ABOUT THIS EXERCISE: Begin at the line containing "Target: blue sky" and end at the final line of the entries. Please reproduce those lines exactly.

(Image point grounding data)
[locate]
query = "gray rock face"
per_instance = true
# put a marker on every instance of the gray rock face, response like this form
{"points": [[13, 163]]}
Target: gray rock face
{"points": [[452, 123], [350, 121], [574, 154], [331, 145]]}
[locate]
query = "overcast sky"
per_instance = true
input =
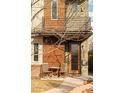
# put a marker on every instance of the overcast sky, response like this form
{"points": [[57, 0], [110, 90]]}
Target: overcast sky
{"points": [[90, 8]]}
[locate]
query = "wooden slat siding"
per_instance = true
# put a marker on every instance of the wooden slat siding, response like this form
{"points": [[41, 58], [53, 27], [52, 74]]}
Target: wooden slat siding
{"points": [[54, 24]]}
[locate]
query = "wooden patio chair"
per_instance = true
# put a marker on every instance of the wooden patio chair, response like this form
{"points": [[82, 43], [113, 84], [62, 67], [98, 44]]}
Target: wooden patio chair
{"points": [[45, 70], [62, 70]]}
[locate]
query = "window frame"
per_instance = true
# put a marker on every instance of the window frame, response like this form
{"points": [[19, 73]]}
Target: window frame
{"points": [[56, 10], [36, 54]]}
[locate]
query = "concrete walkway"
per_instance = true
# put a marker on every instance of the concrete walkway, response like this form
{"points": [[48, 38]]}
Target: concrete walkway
{"points": [[68, 85]]}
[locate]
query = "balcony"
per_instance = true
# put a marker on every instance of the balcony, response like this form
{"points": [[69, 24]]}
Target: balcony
{"points": [[79, 23]]}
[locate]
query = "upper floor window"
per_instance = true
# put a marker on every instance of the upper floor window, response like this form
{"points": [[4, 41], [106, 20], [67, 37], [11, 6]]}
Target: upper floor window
{"points": [[54, 7], [35, 51], [74, 6]]}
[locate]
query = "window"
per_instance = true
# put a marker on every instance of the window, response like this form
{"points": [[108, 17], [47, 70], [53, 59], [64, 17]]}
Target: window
{"points": [[35, 51], [74, 50], [54, 9], [74, 6]]}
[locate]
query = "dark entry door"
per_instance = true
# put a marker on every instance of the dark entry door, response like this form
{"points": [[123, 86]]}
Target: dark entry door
{"points": [[75, 58]]}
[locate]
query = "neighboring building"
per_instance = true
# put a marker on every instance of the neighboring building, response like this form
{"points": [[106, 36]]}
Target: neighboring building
{"points": [[59, 28]]}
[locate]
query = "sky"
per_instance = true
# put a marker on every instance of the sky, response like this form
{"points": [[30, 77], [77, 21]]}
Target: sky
{"points": [[90, 8]]}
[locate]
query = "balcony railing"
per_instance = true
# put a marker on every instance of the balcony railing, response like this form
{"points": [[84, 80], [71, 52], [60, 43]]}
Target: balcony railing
{"points": [[75, 24], [78, 23]]}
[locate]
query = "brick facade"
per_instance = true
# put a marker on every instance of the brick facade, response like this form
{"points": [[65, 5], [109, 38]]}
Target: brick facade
{"points": [[53, 54]]}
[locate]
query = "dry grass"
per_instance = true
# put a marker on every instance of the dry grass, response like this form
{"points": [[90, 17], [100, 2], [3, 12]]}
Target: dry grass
{"points": [[38, 86]]}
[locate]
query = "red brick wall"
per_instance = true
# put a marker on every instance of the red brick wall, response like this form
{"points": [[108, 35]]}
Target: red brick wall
{"points": [[54, 24], [53, 55], [35, 71]]}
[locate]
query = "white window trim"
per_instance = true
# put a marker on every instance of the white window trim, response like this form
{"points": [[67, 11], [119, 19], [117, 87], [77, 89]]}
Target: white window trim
{"points": [[57, 10]]}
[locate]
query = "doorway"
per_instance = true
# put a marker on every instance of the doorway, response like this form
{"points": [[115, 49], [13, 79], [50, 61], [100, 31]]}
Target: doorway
{"points": [[75, 51]]}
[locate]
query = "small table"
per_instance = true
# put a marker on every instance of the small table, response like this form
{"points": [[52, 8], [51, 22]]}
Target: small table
{"points": [[55, 70]]}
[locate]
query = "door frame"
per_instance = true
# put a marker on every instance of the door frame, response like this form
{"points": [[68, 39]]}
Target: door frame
{"points": [[78, 71]]}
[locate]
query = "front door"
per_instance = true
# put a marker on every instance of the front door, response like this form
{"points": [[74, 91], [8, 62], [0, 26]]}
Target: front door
{"points": [[75, 67]]}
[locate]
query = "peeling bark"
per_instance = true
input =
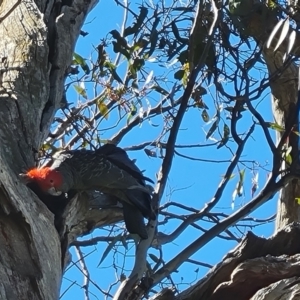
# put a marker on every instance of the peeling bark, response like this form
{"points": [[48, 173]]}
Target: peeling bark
{"points": [[31, 90], [257, 268]]}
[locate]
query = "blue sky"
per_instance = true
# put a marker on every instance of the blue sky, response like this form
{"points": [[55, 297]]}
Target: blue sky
{"points": [[191, 183]]}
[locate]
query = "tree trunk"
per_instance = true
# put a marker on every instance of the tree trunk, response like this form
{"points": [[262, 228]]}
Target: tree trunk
{"points": [[37, 43], [283, 84]]}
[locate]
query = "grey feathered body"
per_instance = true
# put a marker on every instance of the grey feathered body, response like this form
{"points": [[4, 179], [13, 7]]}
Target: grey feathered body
{"points": [[109, 170]]}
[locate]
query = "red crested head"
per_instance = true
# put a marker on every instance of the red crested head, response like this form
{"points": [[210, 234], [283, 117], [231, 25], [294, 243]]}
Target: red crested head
{"points": [[46, 178]]}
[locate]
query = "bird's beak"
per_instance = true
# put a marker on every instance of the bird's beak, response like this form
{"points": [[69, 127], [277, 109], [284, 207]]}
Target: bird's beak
{"points": [[52, 191]]}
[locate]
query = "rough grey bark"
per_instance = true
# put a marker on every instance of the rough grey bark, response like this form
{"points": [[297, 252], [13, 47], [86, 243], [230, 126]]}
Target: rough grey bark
{"points": [[257, 268], [283, 84], [36, 47]]}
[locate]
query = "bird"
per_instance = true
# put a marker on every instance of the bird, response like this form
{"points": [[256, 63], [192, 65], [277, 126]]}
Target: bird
{"points": [[107, 169]]}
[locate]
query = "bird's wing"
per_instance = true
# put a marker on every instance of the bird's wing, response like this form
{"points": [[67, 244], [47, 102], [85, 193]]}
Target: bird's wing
{"points": [[134, 220], [119, 157]]}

ANSWER TO THIS PROBLEM:
Target: blue sky
{"points": [[191, 183]]}
[locate]
query = "tree trunk"
per_instance = true
# put a marker on every instance of the tree trunk, response like this form
{"points": [[262, 228]]}
Target: tree trunk
{"points": [[37, 43], [283, 84]]}
[locate]
query = "grey feathered body"
per_instance = true
# put a marker on every instance of the grey feathered body, response like this form
{"points": [[4, 179], [13, 7]]}
Target: grey feathered body
{"points": [[109, 170]]}
[locate]
query = "red crested head"
per_instance = true
# put a marker on every instance of the red crested head, response like this form
{"points": [[210, 234], [283, 117], [231, 25], [294, 243]]}
Target: red crested head
{"points": [[46, 178]]}
[locate]
query = "bird's beak"
per_instance = true
# put a marker on every instance of the bird's beak, response like this form
{"points": [[69, 127], [277, 109], [284, 207]]}
Target: bird's beak
{"points": [[52, 191]]}
[locate]
query = "rough grey bark"
per_instance = true
# put a marker on every instance of the rough grey bark, response like this form
{"points": [[297, 252], [13, 47], [86, 243], [230, 126]]}
Target: rough grey bark
{"points": [[257, 268], [283, 84], [36, 47]]}
[locate]
query = "bird"
per_instance = true
# put a marker on every instance of the bird, response like this form
{"points": [[256, 63], [192, 65], [277, 126]]}
Target: bird
{"points": [[107, 169]]}
[locate]
query = "bird's wing"
per_instance = true
# put a marker on every instance of the bird's wing, response like this form
{"points": [[67, 244], [47, 102], [85, 193]]}
Target: bird's wing
{"points": [[134, 220], [119, 157]]}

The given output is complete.